Point annotation data
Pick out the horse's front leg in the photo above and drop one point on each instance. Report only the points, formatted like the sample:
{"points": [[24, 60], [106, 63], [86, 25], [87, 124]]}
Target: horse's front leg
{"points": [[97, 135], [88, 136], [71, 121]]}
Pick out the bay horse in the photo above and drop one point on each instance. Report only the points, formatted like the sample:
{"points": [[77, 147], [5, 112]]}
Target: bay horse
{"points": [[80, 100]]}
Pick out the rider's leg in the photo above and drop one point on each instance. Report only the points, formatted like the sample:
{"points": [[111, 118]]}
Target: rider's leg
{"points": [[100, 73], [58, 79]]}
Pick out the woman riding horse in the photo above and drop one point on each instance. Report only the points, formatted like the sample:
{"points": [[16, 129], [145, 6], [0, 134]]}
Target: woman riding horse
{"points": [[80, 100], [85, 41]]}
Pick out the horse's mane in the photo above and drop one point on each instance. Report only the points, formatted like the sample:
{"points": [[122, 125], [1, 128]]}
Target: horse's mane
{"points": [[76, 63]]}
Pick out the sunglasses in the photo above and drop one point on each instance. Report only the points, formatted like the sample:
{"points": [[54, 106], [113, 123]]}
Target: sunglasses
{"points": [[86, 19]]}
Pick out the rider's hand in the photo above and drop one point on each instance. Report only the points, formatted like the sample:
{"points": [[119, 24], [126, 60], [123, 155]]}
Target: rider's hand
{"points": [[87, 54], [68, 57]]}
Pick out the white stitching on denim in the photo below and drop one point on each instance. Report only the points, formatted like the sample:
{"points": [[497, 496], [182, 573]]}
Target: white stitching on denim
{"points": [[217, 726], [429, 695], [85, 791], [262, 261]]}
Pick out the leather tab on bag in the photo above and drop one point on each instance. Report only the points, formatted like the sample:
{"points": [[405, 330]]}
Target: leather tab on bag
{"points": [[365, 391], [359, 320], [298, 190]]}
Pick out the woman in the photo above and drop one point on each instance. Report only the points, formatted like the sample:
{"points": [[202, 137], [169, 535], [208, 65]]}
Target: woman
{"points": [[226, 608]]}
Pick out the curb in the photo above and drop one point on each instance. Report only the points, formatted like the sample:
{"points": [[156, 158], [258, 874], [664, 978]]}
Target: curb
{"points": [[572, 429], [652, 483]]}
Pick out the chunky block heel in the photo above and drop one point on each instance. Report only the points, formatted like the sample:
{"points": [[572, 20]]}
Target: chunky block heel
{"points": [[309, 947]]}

▸ PROBLEM DETAILS
Copy the listing above, starting at the line containing "Pick out the woman in" and ending at the last line, keeping every request line unchanged. In the answer point sets only, increase each coordinate value by 91.

▸ TASK RESPONSE
Pick out the woman in the photo above and drop one point on each instance. Report only the points, formatted like the sample:
{"points": [[202, 137], [169, 535], [208, 65]]}
Target: woman
{"points": [[317, 699]]}
Pick out the curb in the photo above and drop one point on each instance. Report only the points, formatted like the sample:
{"points": [[156, 158], [258, 874], [664, 978]]}
Target: curb
{"points": [[663, 520], [743, 574]]}
Pick out the chunky block heel in the photo above and drop one point on each instance. Report only the points, formatted like the sample:
{"points": [[572, 20]]}
Target: chunky block heel
{"points": [[400, 1038]]}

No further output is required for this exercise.